**Task to carry out**
Collect each line of the listing below that contains the string "bank". Letter case matters.

....

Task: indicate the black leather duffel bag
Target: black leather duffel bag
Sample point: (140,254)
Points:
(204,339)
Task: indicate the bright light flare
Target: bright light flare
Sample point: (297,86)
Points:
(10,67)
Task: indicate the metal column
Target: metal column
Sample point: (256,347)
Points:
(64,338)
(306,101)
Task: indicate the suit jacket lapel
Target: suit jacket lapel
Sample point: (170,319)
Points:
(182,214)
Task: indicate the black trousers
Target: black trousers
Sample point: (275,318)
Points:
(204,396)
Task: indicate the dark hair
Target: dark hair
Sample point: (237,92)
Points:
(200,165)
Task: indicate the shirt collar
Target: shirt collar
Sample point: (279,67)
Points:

....

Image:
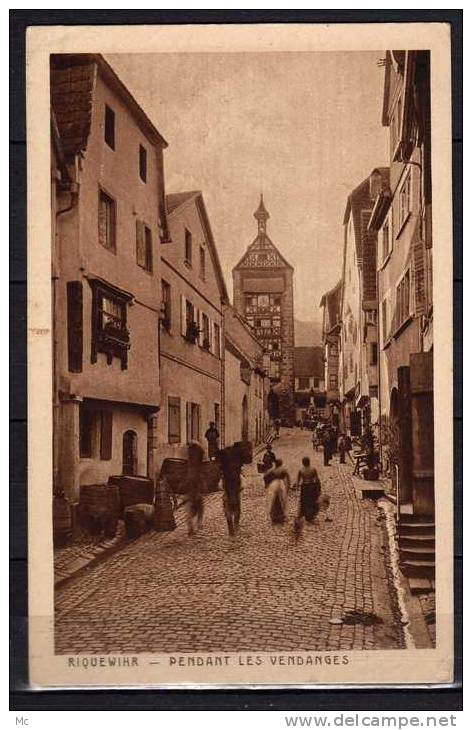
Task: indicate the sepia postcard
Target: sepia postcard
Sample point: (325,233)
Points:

....

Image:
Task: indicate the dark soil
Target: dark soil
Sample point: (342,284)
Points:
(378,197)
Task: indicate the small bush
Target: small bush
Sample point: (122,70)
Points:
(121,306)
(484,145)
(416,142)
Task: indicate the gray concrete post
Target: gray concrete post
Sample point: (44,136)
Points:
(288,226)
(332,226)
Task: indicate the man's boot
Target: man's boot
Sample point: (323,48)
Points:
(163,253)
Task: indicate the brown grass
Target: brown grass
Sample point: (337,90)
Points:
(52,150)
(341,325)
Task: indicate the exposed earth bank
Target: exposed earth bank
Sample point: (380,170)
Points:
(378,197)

....

**Completed task**
Task: indicate the exposed earth bank
Target: exposed earth bank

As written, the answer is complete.